Begin at the line that contains "of the shaded" and repeat every line from there to the end of the records below, inclusive, without adding any other line.

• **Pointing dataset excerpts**
···
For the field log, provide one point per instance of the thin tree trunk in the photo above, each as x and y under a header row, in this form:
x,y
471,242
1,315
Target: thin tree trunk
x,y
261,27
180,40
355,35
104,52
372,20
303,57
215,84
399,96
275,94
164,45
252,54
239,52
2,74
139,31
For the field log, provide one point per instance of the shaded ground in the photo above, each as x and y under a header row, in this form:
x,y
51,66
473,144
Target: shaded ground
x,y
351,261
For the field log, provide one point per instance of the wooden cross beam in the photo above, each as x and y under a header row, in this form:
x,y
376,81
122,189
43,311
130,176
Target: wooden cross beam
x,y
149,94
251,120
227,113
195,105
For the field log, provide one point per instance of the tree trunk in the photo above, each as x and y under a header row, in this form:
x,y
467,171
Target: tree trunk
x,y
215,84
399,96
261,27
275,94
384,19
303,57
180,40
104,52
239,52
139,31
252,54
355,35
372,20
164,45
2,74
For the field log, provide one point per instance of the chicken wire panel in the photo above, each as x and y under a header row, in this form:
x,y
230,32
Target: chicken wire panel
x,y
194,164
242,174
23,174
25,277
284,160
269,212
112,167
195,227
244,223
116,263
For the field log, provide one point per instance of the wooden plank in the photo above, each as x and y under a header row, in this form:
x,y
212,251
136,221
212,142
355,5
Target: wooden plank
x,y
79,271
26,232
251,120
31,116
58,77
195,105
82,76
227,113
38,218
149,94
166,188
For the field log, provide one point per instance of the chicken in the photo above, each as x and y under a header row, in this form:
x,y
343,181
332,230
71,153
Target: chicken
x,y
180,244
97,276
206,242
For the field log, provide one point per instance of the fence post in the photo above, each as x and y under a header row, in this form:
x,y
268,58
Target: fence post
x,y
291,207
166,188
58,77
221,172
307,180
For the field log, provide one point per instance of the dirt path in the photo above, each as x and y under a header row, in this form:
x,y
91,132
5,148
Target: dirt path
···
• **Response for this exercise**
For the field log, provide one point per instance of the shaded ground in the photo above, each as x and y under a header row, in this form:
x,y
51,66
473,144
Target: shaded ground
x,y
351,261
For the field log, provide one point per instance of the wooden cross beam in the photo above, each as x and y under a header row, in this form:
x,y
376,81
122,189
43,311
130,176
Target: wooden cross beam
x,y
149,94
251,120
227,113
195,105
For the field log, provide one point per instance of the tree trunk in the photo above, each as x and y under a header row, in this form:
x,y
467,171
Target: tree trunk
x,y
215,84
399,96
261,27
275,94
384,19
303,57
180,40
104,52
239,52
139,31
252,54
355,35
372,20
164,45
2,74
For the field log, provide one point per instance of the chicken wire panel in the photo above, each as x and y under a header row, in this form:
x,y
230,32
Target: chicken wire panel
x,y
194,164
242,174
23,174
25,277
284,160
269,212
112,167
195,227
244,223
116,263
For the field log, provide one point per instance of the wooden plank in the photo above, each as x and y under a header row, in this form:
x,y
212,251
136,221
212,142
355,5
Target: wooden plank
x,y
79,271
26,232
251,120
31,116
58,77
195,105
82,76
227,113
38,218
149,94
166,188
For the field log, provide one point per instance of the chicken in the photo above, each as x and y under a header row, in this form:
x,y
343,181
332,230
71,153
Target: chicken
x,y
180,244
97,276
206,242
For the field log, provide one point per instance of the fence post in the photo above, each as x and y under a header row, in this form:
x,y
268,58
Target: fence post
x,y
291,207
166,188
58,77
221,172
307,180
For the field log, provide one point per instance of the dirt path in the photo above, each as x and y under a header row, in this form:
x,y
91,132
5,148
Target: dirt path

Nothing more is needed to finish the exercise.